Five of the nine most senior positions at Foggy Bottom are vacant; the number was six, but Pompeo already has filled the role of counselor of the department. Dozens of ambassadorships are empty, while there are just five Senate-confirmed assistant secretaries of state.

As a result, Pompeo has an unusual opportunity to shape the upper echelons of the diplomatic corps the way he wants to, at a time when the Trump administration has multiple high-stakes negotiations underway.

But it’s also more than just an opportunity — it’s a requirement for him to win over a bureaucracy whose hostility to fired Secretary of State Rex Tillerson was a seedbed for media controversies and clashes with congressional overseers.

[Trump fires Rex Tillerson, will nominate Mike Pompeo to replace him]

At the moment, he’s being received at Foggy Bottom like a breath of fresh air.

“He has one piece of luck, which is that he is inevitably going to be compared with his predecessor,” said Abrams, who served in the State Department during President Ronald Reagan’s administration and on President George W. Bush’s White House National Security Council. “So Secretary Pompeo starts way ahead of the curve. Rather than following a very popular secretary, he follows an unpopular secretary.”

Beyond the politics of getting confirmed, there have also been signs that Pompeo has a sincere criticism of how Tillerson managed the department.

#### [TASK OBJECTIVE]
Could you write the next part of the article above about Pompeo taking charge of the State Department, picking up after its final sentence?

Excerpt from a dataset
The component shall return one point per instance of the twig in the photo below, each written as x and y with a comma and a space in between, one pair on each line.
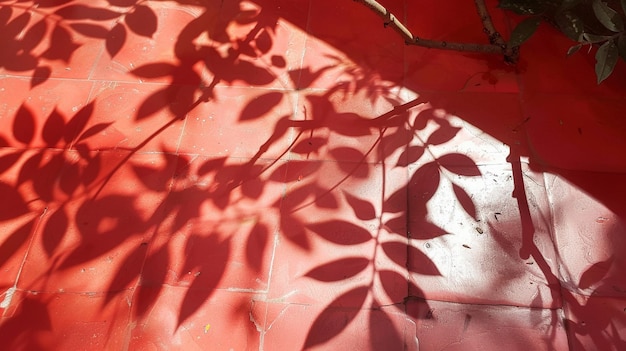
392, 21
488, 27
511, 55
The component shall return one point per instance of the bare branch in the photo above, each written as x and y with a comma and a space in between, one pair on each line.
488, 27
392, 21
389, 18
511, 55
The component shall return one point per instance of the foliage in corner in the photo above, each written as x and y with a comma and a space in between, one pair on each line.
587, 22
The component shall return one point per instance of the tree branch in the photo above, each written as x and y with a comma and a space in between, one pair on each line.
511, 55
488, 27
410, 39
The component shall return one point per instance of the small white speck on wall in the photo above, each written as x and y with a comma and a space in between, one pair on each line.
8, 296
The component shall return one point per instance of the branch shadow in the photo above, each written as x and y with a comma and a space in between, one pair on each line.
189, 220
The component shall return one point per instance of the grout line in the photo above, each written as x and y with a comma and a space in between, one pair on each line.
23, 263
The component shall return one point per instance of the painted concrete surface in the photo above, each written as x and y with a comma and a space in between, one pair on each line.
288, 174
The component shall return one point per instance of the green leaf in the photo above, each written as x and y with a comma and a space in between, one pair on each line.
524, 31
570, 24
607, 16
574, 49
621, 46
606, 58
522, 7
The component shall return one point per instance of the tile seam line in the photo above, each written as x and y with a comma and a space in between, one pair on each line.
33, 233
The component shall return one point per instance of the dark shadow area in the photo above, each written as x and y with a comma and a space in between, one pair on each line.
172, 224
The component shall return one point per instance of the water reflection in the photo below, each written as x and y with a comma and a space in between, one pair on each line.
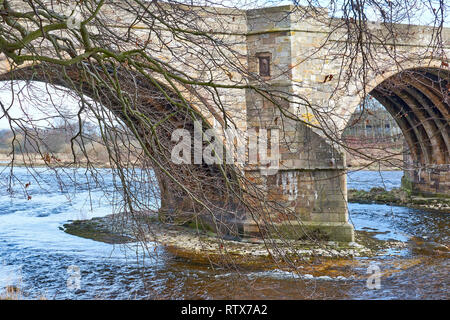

#### [ANSWER FOR THE TASK]
“I enjoyed working with Secretary Tillerson, I think his lack of appointees being confirmed by this body was one of the problems, but, for whatever the reasons, there’s a morale problem,” Sen. Rob Portman, R-Ohio, told Pompeo during his confirmation hearing. “I’m not going to ask you to repeat with me what you said in private, but I was encouraged.”

The lack of political appointees under Tillerson has a number of causes, not least of which is the hostility between Trump and much of the traditional Republican foreign policy establishment. Still, Pompeo was startled to learn the extent of the vacancies as he met with State Department staff after Trump picked him to take over as the top diplomat.

When one official suggested that Tillerson had postponed some nominations until after he finished developing a much-discussed plan to reorganize the State Department, Pompeo dismissed the explanation.

“In my corporate life, I did two multimillion dollar [reorganizations], and that has nothing to do with filling up slots,” Pompeo said during one such meeting, according to a source close to the White House.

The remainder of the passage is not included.